Task requirements
(a) Answer these questions from the lathe thread:
(i) How far should the cross slide be backed out before the first plunge?
(ii) What is the largest effect of a worn leadscrew or nut?
(iii) What can long, thin stock do to the bit under cutting pressure?
(b) Please say whether each statement agrees with the lathe thread, quoting the words that decide it:
(i) Wear on a leadscrew or its nut changes the distance traveled per revolution.
(ii) The diameters of the test cuts can be measured with a micrometer.
(iii) A tailstock that is not centered can cause a tapered cut.
(c) Retype the part of the lathe thread from "You also have" to "break the bit.".

Just to clarify, you are taking a plunge cut perpendicular to the work, correct?

First thing first, make sure that your tool is exactly on center line, as being above or below can alter the depth that you cut.  Make sure the work, tool, tailstock, chuck, etc, are all tight and running true.  

When you go to make the first plunge, back the cross slide out, at least a full revolution or two, and feed it back in to remove the backlash from the screw.  Feed back in slowly to touch the work, and set your zero.  Then carefully feed in a bit, say 10 thou.  Then, WITHOUT backing off the cross slide, move the carriage a little ways, say 1/2", then feed in another 10 thou, and make another 1/2" cut.  Make sure to take fine cuts, with a sharp tool.  When you are done, you will have an accurate way to check the cross slide feed.  Measure the diameters with a micrometer, if you have one, and compare the difference.  

When a leadscrew or its nut wears, it will not affect the distance traveled per revolution.  The largest effect is the backlash, or free rotation of the screw or nut when you change direction.  It is possible that one area of the screw is work more than the rest, as the worn areas, with thinner flats on the top of the screw gradually move to less worn areas with more material, but you would see this effect over several inches, not several thousandths.  

-Cody


----------



## Ray C (Jun 9, 2013)

You also have a very long piece of stock and it's bending under cutting pressure.  Need to be careful when cutting long, thin diameter stock.  It will jump-up and climb on top of the bit -scare the pant's off you and break the bit.

Here's the order of things I'd check.

Another thing is that your tailstock might not be centered and that will cause you to cut a taper that could go from wide to narrow or narrow to wide depending on which way the tailstock is misadjusted.

You may have a lot of slop in the gibs.

It's also very possible your carriage is moving on the flat ways.

Your tailstock might me moving because it's not clamped down hard enough and it slides sideways across the ways.

The acme screws in the crossfeed could be worn.

The crossfeed thrust bearing (actually the crossfeed dial on an Atlas) might be moving when there's pressure against it (same thing happens on the compound dial).

Object pointing dataset rows:
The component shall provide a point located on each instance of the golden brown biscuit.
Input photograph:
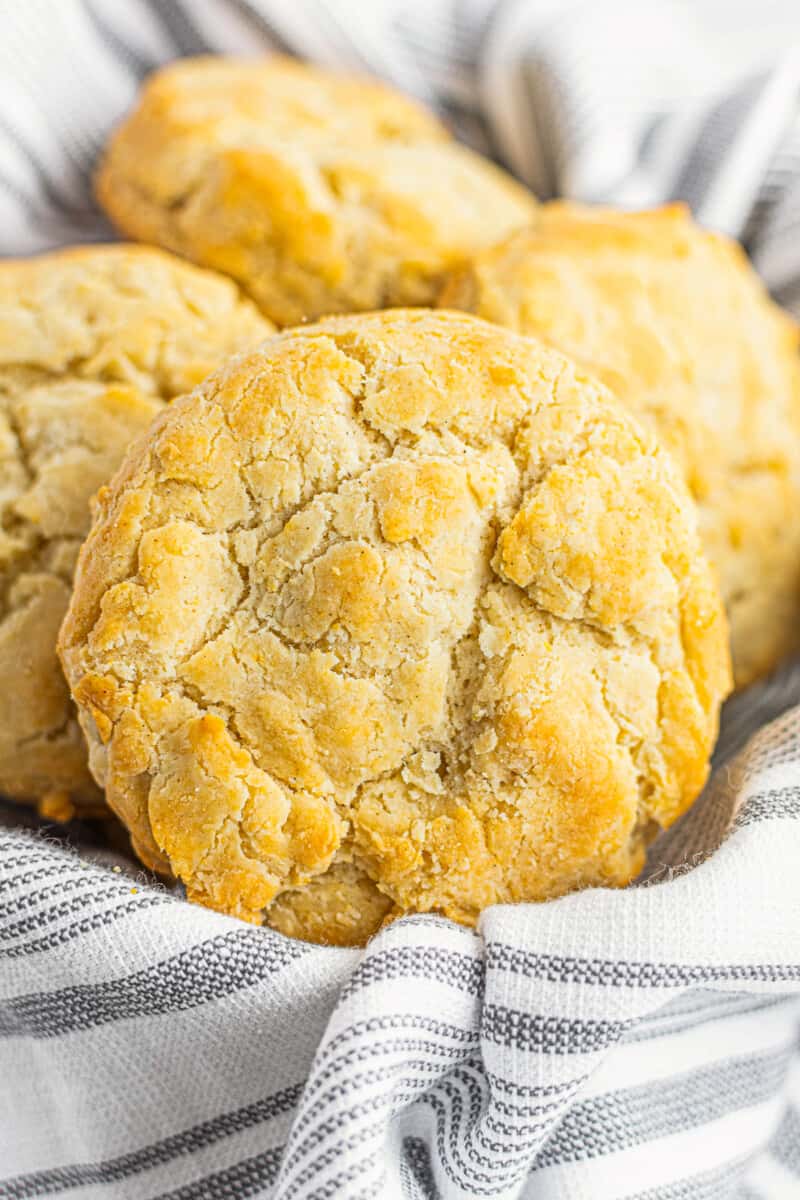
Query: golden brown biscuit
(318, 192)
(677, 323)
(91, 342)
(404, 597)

...

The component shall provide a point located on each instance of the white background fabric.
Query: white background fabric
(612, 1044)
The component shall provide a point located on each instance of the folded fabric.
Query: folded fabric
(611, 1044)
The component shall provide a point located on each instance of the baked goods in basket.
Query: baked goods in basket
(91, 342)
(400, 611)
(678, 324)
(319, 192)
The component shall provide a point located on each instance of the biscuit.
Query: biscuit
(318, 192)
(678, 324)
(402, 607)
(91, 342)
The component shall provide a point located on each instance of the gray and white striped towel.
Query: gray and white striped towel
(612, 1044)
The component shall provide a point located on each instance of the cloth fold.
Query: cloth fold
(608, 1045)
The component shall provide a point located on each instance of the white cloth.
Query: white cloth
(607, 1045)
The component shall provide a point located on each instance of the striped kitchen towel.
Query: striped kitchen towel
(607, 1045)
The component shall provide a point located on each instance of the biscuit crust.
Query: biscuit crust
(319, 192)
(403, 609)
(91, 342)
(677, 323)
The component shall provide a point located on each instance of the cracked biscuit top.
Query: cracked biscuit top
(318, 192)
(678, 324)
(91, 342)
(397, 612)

Exercise results
(a)
(i) At least a full revolution or two.
(ii) The backlash, or free rotation of the screw or nut when you change direction.
(iii) It can jump up and climb on top of the bit, which can break the bit.

(b)
(i) No: "When a leadscrew or its nut wears, it will not affect the distance traveled per revolution."
(ii) Yes: "Measure the diameters with a micrometer, if you have one, and compare the difference."
(iii) Yes: "your tailstock might not be centered and that will cause you to cut a taper"

(c)
You also have a very long piece of stock and it's bending under cutting pressure.  Need to be careful when cutting long, thin diameter stock.  It will jump-up and climb on top of the bit -scare the pant's off you and break the bit.